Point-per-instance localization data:
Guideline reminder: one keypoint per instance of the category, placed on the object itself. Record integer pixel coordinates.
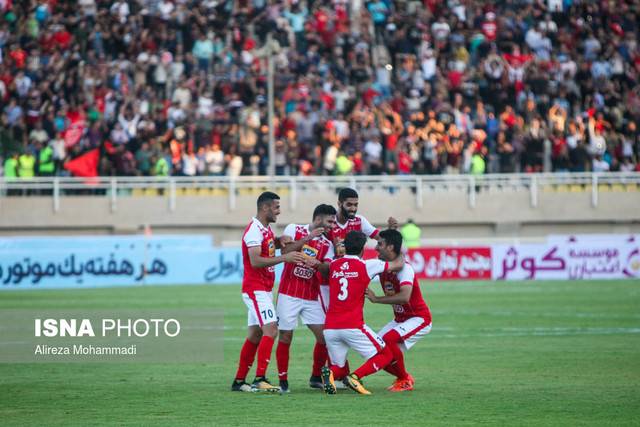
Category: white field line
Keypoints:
(302, 335)
(535, 313)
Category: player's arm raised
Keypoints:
(258, 261)
(296, 245)
(401, 297)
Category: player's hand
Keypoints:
(317, 232)
(294, 257)
(311, 262)
(371, 296)
(284, 241)
(393, 223)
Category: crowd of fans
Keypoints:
(179, 87)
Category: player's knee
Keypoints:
(270, 329)
(254, 335)
(285, 337)
(391, 337)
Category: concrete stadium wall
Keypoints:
(444, 215)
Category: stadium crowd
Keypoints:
(179, 87)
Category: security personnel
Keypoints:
(411, 234)
(11, 167)
(46, 165)
(26, 165)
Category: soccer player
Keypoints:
(299, 288)
(344, 327)
(412, 318)
(258, 256)
(348, 220)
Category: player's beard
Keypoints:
(346, 214)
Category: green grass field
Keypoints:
(510, 353)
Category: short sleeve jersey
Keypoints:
(349, 278)
(391, 284)
(258, 279)
(298, 280)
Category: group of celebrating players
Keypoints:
(324, 283)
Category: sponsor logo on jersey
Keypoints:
(388, 289)
(309, 251)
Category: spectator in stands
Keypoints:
(179, 87)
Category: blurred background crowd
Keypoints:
(179, 87)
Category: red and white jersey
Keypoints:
(258, 279)
(391, 284)
(359, 223)
(298, 280)
(349, 278)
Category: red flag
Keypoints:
(85, 165)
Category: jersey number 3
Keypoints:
(344, 292)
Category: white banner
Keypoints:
(570, 259)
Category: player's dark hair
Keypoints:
(354, 242)
(347, 193)
(267, 197)
(392, 237)
(323, 209)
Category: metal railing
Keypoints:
(295, 187)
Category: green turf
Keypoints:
(513, 353)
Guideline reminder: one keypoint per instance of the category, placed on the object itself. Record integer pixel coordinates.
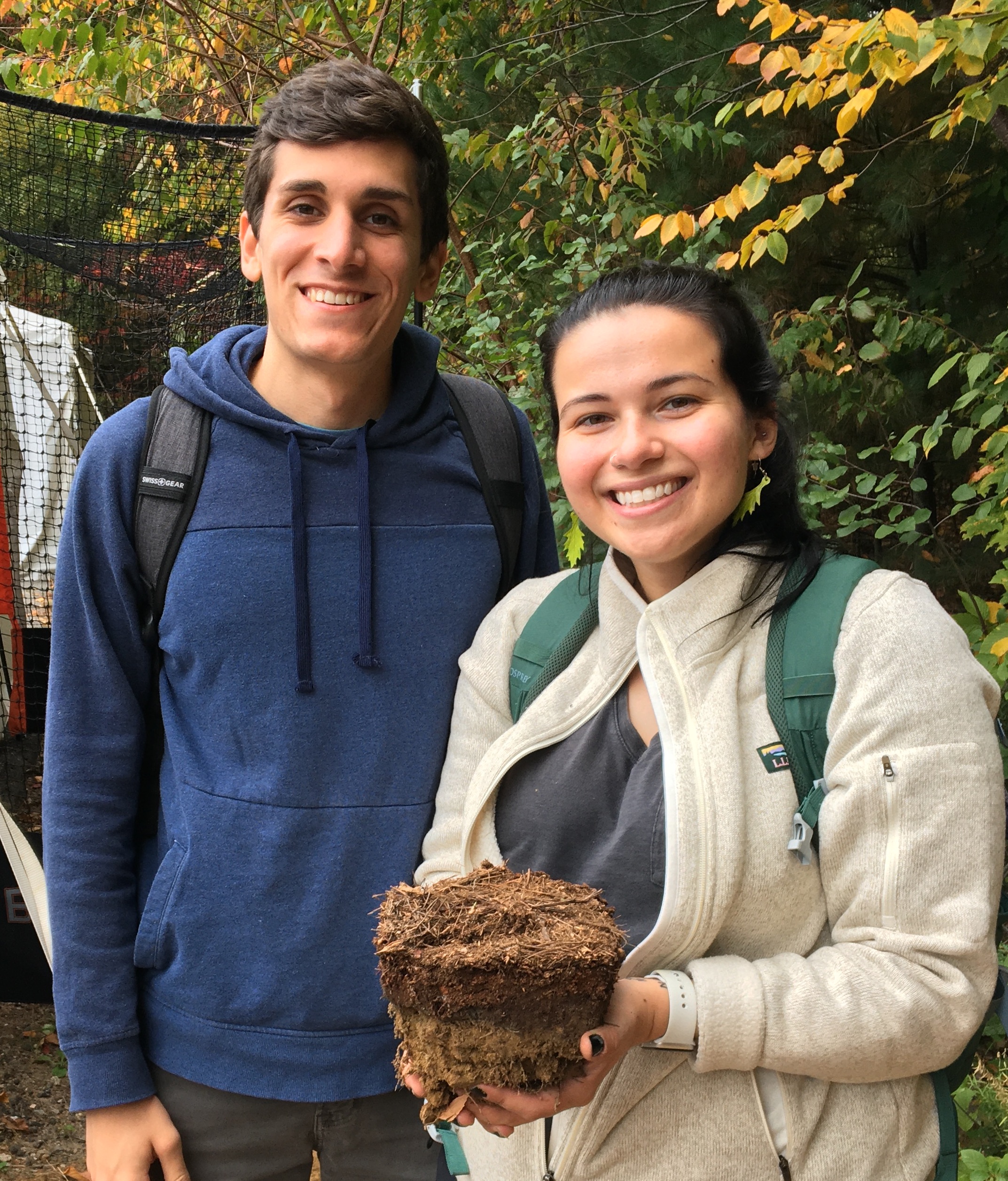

_Aim of the task_: Each line in the records above with "green" must be returned.

_Solution to this exercise_:
Category: green grass field
Category: green turf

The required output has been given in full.